**Do this**
Repeat the material below verbatim, from its first line through the line containing "(323, 223), (329, 238)", including both of those lines.

**Items**
★ ★ ★ ★

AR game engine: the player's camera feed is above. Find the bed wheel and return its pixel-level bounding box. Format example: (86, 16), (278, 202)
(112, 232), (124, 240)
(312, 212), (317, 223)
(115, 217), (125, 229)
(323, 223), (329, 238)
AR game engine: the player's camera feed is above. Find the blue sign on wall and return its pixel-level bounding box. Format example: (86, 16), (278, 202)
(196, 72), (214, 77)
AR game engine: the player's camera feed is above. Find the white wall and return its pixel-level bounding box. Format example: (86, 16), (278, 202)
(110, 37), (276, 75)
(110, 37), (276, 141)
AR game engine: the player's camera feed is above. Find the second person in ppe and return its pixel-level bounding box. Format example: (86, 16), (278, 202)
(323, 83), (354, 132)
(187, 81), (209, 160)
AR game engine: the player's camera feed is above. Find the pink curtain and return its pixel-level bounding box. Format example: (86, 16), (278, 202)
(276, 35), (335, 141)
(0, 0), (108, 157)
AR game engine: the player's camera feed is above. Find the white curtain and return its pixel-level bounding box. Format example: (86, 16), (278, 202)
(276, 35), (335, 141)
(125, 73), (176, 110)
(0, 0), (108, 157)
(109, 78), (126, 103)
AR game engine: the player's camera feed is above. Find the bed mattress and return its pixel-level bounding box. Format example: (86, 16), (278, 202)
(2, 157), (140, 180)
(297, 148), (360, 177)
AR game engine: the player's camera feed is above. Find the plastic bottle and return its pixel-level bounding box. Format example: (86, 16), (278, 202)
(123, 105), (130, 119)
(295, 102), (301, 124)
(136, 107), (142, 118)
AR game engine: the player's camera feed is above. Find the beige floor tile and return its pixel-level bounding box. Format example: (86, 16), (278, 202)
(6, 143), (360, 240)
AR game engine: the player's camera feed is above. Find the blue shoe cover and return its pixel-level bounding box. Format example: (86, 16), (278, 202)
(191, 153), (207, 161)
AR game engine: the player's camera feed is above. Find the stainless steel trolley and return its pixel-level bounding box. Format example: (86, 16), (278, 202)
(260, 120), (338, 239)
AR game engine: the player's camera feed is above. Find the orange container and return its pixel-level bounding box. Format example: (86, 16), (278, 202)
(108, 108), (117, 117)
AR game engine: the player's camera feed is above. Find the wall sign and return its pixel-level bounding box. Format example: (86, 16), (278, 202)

★ ★ ★ ★

**The output**
AR game engine: the player's camera feed is above. Find the bed wheel and return its pixel-level bounding box. Format example: (86, 16), (278, 202)
(112, 232), (124, 240)
(312, 212), (317, 223)
(115, 217), (125, 229)
(323, 223), (329, 238)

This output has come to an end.